Your assignment:
Beginning with the first entry, print all the records exactly.

Records from a dataset:
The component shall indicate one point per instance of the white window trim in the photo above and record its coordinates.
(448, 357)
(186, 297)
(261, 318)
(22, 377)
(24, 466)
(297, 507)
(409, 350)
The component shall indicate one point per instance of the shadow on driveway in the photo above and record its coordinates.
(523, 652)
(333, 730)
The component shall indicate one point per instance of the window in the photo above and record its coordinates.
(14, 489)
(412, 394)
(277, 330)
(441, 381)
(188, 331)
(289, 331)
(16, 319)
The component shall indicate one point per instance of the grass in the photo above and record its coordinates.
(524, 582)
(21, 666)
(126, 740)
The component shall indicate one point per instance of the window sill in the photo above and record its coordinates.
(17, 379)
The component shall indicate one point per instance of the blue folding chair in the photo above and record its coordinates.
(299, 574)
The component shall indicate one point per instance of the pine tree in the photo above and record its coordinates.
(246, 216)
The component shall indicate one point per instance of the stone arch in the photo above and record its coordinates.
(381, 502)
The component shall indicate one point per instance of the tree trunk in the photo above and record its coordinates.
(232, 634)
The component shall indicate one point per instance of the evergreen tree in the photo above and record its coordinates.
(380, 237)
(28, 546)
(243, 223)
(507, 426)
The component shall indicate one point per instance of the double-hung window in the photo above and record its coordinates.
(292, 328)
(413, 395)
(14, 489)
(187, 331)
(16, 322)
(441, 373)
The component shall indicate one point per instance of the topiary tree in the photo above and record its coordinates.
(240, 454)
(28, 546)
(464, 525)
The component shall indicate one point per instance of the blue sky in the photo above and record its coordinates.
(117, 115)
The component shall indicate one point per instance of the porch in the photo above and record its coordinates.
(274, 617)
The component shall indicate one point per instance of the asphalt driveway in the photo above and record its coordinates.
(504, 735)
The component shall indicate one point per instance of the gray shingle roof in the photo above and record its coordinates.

Exercise solution:
The component shall indicate one point per instance of the white window trim in the photo above and record its coordinates.
(448, 357)
(186, 297)
(261, 318)
(22, 377)
(24, 466)
(297, 507)
(409, 350)
The component shall indicate one point per instance of the shadow on driveway in the photo above and record its coordinates.
(523, 652)
(333, 730)
The component shall indicate one point per instance of the window in the photo above and record its coordinates.
(14, 489)
(412, 394)
(277, 330)
(441, 381)
(188, 331)
(289, 331)
(16, 319)
The component shall indicate one point per instance of the grass in the photo above and record its coordinates.
(524, 582)
(21, 666)
(126, 740)
The component shall indicate one point per instance of the window sill in the photo above and record its coordinates.
(17, 379)
The component shall indicate one point per instance of the blue folding chair in the photo above and record its coordinates.
(299, 574)
The component shall indicate one point per instance of the pine tree in the photo above and record its coordinates.
(246, 216)
The component shall indicate one point per instance of the stone arch in the photo above and record its coordinates.
(381, 502)
The component shall indicate one point per instance of the tree trunk in the photo above and record its coordinates.
(232, 634)
The component shall indicate one point per instance of the evergreen tree in the photo above and record its coordinates.
(380, 237)
(28, 546)
(243, 223)
(507, 426)
The component shall indicate one point per instance of the double-hung window in the photo above and record its coordinates.
(292, 328)
(413, 395)
(14, 489)
(187, 331)
(16, 322)
(441, 373)
The component shall indicate one point per instance of the topiary tree in the photo above and record its coordinates.
(240, 454)
(28, 546)
(464, 525)
The component shall indicate one point per instance of the blue sky in the photo above and record its coordinates.
(117, 115)
The component shall indicate one point per instance of the porch in the photo above and record its coordinates.
(274, 617)
The component shall indicate one point per instance of the asphalt driveway in the photo above and record its coordinates.
(504, 735)
The component shall indicate one point per instance of the gray shingle roof in the photo above and record its coordinates.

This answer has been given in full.